[Source data]
##############################
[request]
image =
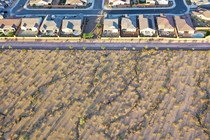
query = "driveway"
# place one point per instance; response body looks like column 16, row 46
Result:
column 19, row 11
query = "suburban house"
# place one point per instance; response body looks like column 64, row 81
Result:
column 71, row 27
column 50, row 26
column 146, row 25
column 155, row 2
column 9, row 26
column 129, row 24
column 166, row 26
column 111, row 27
column 40, row 2
column 29, row 26
column 184, row 25
column 119, row 2
column 202, row 13
column 76, row 2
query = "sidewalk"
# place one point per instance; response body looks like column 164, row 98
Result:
column 105, row 40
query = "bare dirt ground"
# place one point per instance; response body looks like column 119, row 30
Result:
column 104, row 95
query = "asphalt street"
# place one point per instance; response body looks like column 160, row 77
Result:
column 19, row 10
column 108, row 46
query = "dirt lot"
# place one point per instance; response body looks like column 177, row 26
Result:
column 104, row 95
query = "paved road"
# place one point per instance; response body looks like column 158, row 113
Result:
column 18, row 10
column 108, row 46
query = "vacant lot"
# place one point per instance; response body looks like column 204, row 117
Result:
column 104, row 95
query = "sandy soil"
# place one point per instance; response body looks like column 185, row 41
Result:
column 104, row 95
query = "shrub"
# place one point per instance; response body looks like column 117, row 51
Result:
column 10, row 34
column 81, row 121
column 88, row 35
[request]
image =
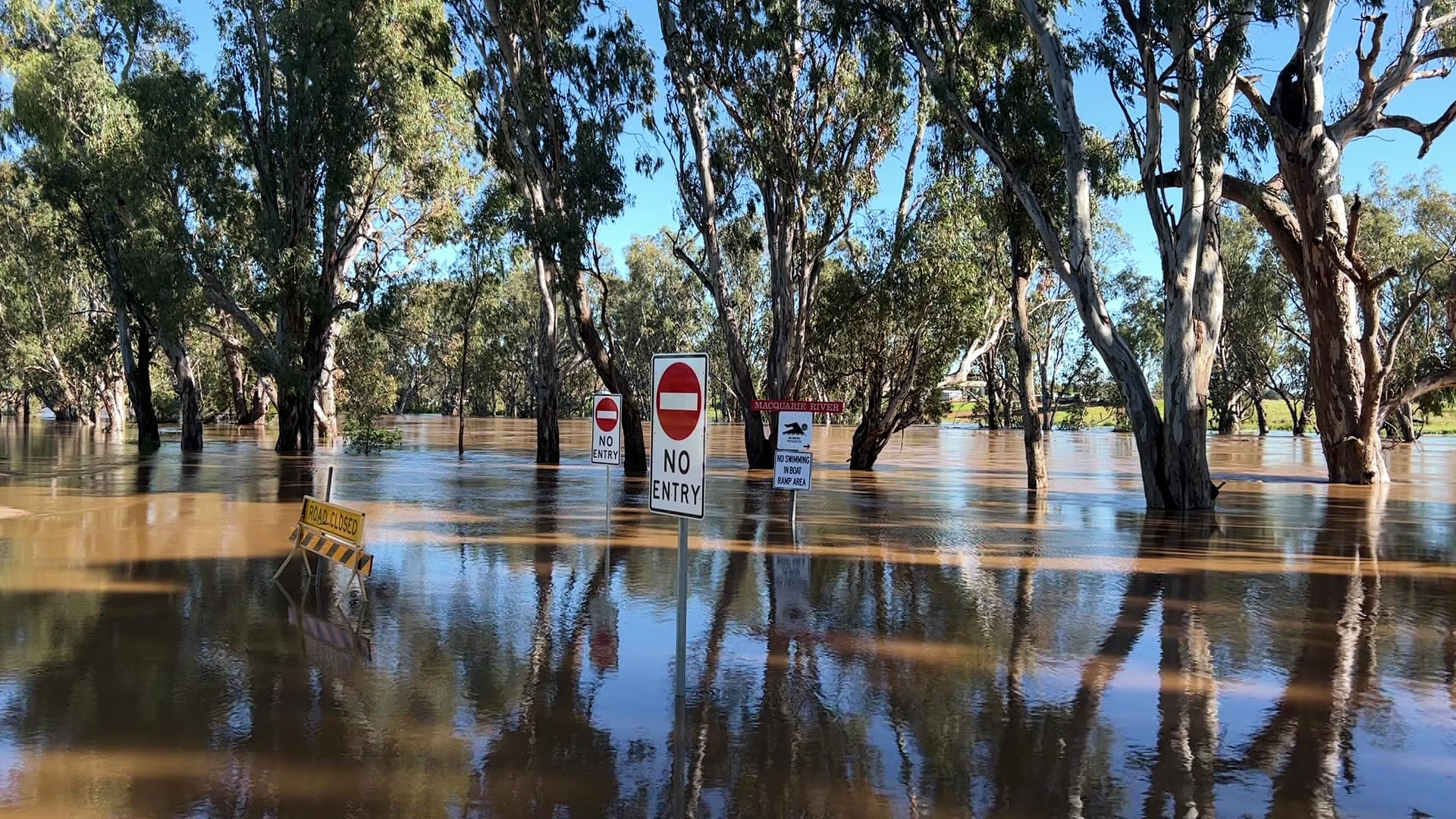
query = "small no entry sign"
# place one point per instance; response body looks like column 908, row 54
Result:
column 606, row 423
column 679, row 435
##############################
GIVEN PROBLEM >> Retype every one of the items above word for word, and leave the pictures out of your copy.

FULL RESPONSE >>
[request]
image =
query = "driveway"
# place one point per instance; response body looks like column 16, row 46
Result:
column 19, row 11
query = "suburban house"
# place one point per instance; response body looks like column 64, row 81
Result:
column 71, row 27
column 50, row 26
column 146, row 25
column 155, row 2
column 9, row 26
column 129, row 24
column 166, row 26
column 111, row 27
column 40, row 2
column 29, row 26
column 184, row 25
column 119, row 2
column 202, row 13
column 76, row 2
query = "sidewalk"
# place one point per instance; response body looks like column 164, row 98
Result:
column 105, row 40
query = "bare dirt ground"
# place one point per instance; response body looks like column 119, row 30
Result:
column 104, row 95
query = "asphalt street"
# place one point per instance; response body looks like column 160, row 77
Result:
column 19, row 10
column 108, row 46
query = "dirt lot"
# place one point per instance; response body looks like column 177, row 26
Result:
column 104, row 95
query = "paved road"
# place one point per instance; response body looks like column 158, row 113
Result:
column 18, row 10
column 108, row 46
query = "vacant lot"
# place one point per instance; response body looks like column 204, row 117
Result:
column 104, row 95
query = "sandy soil"
# place one point per instance; response body looks like column 185, row 41
Result:
column 104, row 95
query = "shrub"
# place one point per instance; response body looks like column 117, row 51
Result:
column 10, row 34
column 81, row 121
column 88, row 35
[request]
image =
query = "small no entry sign"
# place one point per instance; response body looks like column 908, row 54
Result:
column 606, row 423
column 679, row 435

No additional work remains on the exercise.